• _Task material_:

-- Begin --

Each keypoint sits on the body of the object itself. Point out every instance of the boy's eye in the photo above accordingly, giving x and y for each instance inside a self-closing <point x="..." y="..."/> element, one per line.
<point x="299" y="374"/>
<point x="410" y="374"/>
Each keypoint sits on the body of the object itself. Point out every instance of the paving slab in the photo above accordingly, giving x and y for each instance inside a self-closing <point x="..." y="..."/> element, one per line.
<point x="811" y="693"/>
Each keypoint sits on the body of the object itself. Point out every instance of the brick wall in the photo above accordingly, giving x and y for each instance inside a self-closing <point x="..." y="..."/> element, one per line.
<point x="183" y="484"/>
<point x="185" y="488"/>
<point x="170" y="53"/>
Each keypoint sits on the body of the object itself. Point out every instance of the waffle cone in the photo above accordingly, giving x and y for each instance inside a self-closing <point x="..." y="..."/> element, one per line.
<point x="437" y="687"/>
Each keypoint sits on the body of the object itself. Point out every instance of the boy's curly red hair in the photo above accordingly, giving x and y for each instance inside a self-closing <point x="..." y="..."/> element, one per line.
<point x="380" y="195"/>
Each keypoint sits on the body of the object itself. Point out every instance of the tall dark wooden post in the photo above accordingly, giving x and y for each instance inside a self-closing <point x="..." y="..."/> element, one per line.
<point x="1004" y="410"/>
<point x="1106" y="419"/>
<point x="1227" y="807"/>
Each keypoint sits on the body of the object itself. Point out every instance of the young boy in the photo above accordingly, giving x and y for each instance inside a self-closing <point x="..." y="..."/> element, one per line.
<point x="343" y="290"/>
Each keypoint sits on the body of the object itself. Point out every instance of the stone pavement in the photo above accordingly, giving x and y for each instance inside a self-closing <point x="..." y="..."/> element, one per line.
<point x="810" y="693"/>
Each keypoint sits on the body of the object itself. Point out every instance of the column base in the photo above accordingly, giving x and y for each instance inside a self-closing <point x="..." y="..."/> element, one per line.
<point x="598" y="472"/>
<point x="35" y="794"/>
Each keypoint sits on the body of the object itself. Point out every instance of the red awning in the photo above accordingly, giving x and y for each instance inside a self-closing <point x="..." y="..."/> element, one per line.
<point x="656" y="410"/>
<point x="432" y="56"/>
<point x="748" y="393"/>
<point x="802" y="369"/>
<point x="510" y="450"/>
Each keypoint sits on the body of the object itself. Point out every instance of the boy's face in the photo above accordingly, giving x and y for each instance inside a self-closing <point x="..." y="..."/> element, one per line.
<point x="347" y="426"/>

-- End --

• _What needs to be done_: Could you reproduce, character for character, the part of the entries that opens with the line containing "of the young" and runs to the end of the entries, including both of those ends?

• _Result of this task_:
Each keypoint sits on the body of the object itself. Point out every instance of the young boy in the photo above accordingly, giving x and y for each instance inside a self-closing <point x="..." y="..."/> element, one per line.
<point x="343" y="290"/>
Each keypoint sits on the body of the object itself. Point out every instance of the stone pavement in the photo above accordingly, giving x and y for each instance inside a self-closing <point x="..." y="..."/> element, one per line.
<point x="810" y="693"/>
Each keypoint sits on the body of the object itself. Point out every instance of the column base in the photo above accordingly, giving x and y for each instance inside a self-closing <point x="..." y="..."/> element, one per line.
<point x="598" y="472"/>
<point x="35" y="794"/>
Each keypoint sits on the body of the object itself. Point out every instance of the red awning in the photo above accordingly, giving x and y for each instance inside a self-closing <point x="..." y="..."/> element, one per line.
<point x="656" y="410"/>
<point x="432" y="56"/>
<point x="748" y="393"/>
<point x="802" y="369"/>
<point x="510" y="450"/>
Each keypoint sits on the body of the object itself. Point out every instance of the boy's face in the photo above accordingly, giving x and y for each instance inside a self-closing <point x="..." y="..."/> element, one per line.
<point x="347" y="426"/>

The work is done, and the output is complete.